Problem statement :: Transcribe all of the records word for word, please, omitting the pictures.

Data excerpts ::
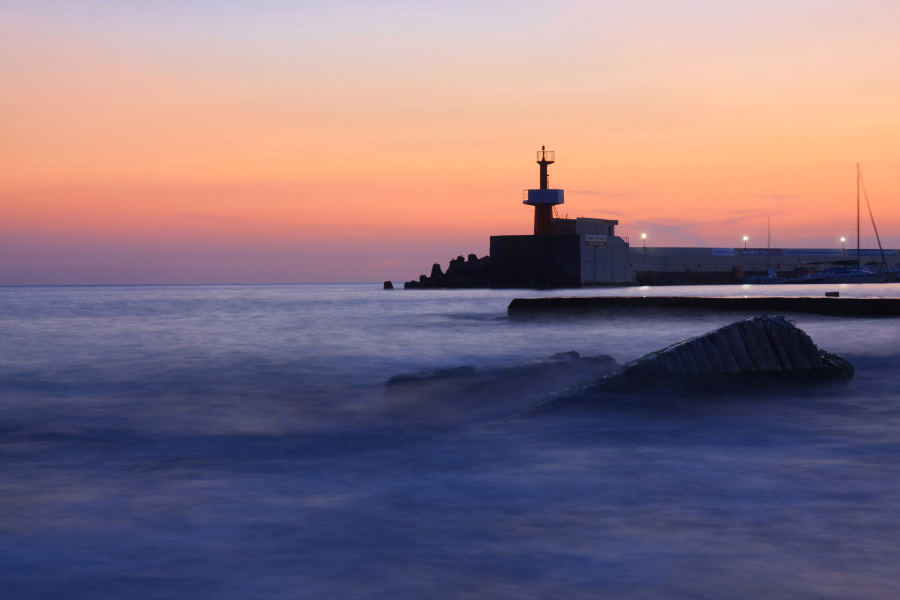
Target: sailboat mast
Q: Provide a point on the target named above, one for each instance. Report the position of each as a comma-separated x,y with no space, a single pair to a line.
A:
857,215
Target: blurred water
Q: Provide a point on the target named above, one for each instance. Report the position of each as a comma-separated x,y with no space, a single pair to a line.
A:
229,442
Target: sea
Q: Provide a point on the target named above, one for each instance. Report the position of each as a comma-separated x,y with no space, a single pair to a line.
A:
235,441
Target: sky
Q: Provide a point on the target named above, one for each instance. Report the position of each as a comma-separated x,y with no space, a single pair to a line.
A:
229,141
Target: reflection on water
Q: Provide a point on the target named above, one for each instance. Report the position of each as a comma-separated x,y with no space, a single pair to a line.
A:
230,442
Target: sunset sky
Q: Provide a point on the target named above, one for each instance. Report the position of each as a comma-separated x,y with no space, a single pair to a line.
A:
271,141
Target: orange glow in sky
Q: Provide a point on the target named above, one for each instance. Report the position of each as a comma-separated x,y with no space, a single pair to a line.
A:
201,142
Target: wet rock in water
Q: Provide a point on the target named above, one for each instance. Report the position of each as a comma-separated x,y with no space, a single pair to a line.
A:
746,356
466,390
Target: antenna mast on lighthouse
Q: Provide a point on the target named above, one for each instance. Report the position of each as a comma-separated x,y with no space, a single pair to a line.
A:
544,199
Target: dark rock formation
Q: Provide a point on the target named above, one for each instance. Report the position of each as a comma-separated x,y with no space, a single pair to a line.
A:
468,390
758,353
462,273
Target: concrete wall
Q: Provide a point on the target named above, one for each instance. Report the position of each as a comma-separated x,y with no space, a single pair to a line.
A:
655,264
605,265
535,261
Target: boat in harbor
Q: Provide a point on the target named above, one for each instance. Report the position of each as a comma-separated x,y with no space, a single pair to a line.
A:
850,275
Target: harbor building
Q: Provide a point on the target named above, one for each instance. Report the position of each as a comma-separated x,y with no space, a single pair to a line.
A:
579,252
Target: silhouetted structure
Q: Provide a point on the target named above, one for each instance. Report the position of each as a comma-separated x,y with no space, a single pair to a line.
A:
544,199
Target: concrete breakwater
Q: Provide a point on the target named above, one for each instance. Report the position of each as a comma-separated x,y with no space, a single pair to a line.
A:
856,307
471,272
758,353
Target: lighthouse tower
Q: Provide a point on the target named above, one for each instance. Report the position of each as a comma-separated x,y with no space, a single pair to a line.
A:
543,200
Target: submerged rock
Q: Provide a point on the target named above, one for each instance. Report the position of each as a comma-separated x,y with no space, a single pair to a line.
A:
467,390
761,352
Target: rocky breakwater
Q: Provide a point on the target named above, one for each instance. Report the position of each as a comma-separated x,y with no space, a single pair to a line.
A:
747,356
472,272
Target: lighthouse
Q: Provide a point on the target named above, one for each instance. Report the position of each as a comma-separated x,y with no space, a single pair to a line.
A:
544,199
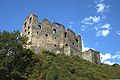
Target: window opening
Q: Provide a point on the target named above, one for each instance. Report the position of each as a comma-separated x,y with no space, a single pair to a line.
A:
25,24
28,33
30,19
39,26
66,44
76,40
25,30
28,27
46,35
65,34
54,31
55,45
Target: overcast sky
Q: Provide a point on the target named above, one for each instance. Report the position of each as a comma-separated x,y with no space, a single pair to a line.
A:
97,21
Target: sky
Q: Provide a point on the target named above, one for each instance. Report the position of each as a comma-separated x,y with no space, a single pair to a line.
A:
97,21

Written answer ::
Target: sailboat mast
Q: Provide a point on the target named above, one for each instance. Report the position of each as a comma-separated x,y with no space, a single pair to a line.
A:
857,215
Target: blurred water
Q: Provide a point on the target named above, one for each instance. Report the position of each as a comma-separated x,y with no space, a single pair to a line.
A:
229,442
Target: sea
Q: Provide a point on the target named above, one for each instance. Report the position of each as a comma-separated x,y with no space, a single pair to a line.
A:
235,441
Target: sky
Q: Provide a point on the target named above, one for each instance. Report the position of each as a comma-separated x,y with no space, a single pair to a line.
A:
229,141
Target: reflection on water
Q: Provide a point on the target named above, one for each instance. Report the position of each as a comma-separated x,y with no space, a single pair to a line.
A:
230,442
Target: sunset sky
Q: Provide a point on the target named above, one for each instance. Report the position of each as a comma-separated x,y with no space, a single pair to a line.
A:
271,141
Target: orange glow in sky
Q: Provide a point on the target named above, one for each instance. Report the position of each as a comma-separated x,y with no space, a single pair to a line.
A:
201,142
Target: wet rock in water
Q: Provide a point on the target named above, one for each instance. Report the position of each as a comma-separated x,y with no space, a single pair to a line.
A:
746,356
466,390
Target: antenna mast on lighthouse
Q: Provide a point on the target named above, one for each instance. Report the position of each as a comma-separated x,y with no space, a single pair to a line.
A:
544,199
Target: dark rock formation
Q: Provide a point on the target named above, one for each instance. Report the position of each as a comma-separated x,y with no space, a single pair to a line.
A:
468,390
758,353
462,273
Target: concrete wall
Q: Provide a point on the target named above, one for each instance. Report the position of each as a comma-separated x,y with no space, a single pair to a line.
A:
655,264
605,265
535,261
Target: boat in harbor
Q: Provide a point on the target named above, one for each instance. Report the position of each as a comma-separated x,y with no space, a single pair to a line.
A:
850,275
Target: harbor building
Q: Provide a point on the target named above, one for each instance. Report the position of each as a comma-separated x,y with no space, a single pair to a line.
A:
579,252
Target: silhouetted structure
Q: Provide a point on the target named above, one for each instance. Report the position of each as a comma-separated x,y with no space, a single pair to a line.
A:
544,199
Target: concrete breakwater
Q: Provide a point on the target named above, one for each instance. Report the position of each as a comma-separated x,y with no space, a single pair to a line.
A:
856,307
471,272
758,353
Target: lighthouse tower
Q: Provide a point on the target named above, one for each instance. Report the position of each as a comma-separated x,y with no space, a single pair to a line.
A:
543,200
Target: submerged rock
Q: Provide a point on the target named above, one for each instance. Report the position of each as a comma-separated x,y with no space, a single pair to a line.
A:
467,390
761,352
Target: rocky breakwater
Q: Provide a point on the target named above, one for each instance. Report the position of each as a comma-separated x,y with no space, a single pair to a line.
A:
747,356
472,272
Target: lighthouse
Q: Provide a point on the target named above, one for each instance. Report the position of each as a comma-separated x,y with no space, a single pair to a line.
A:
544,199
Target: window opening
Q: Provide a point on the target named above, one for each instance. Report the position of each as a comma-separated x,y with no space, a single pair to a line.
A:
25,24
28,33
30,19
39,26
66,44
76,40
25,30
28,27
46,35
65,34
54,31
55,45
Target: overcast sky
Q: Provide a point on the target named above, one for each instance. Report the position of each as a comma-separated x,y with no space, a single pair to a line.
A:
97,21
Target: sky
Q: Provide a point on the target named above, one for each instance. Report the position of each as a comma-separated x,y with no space, a single pair to a line.
A:
97,21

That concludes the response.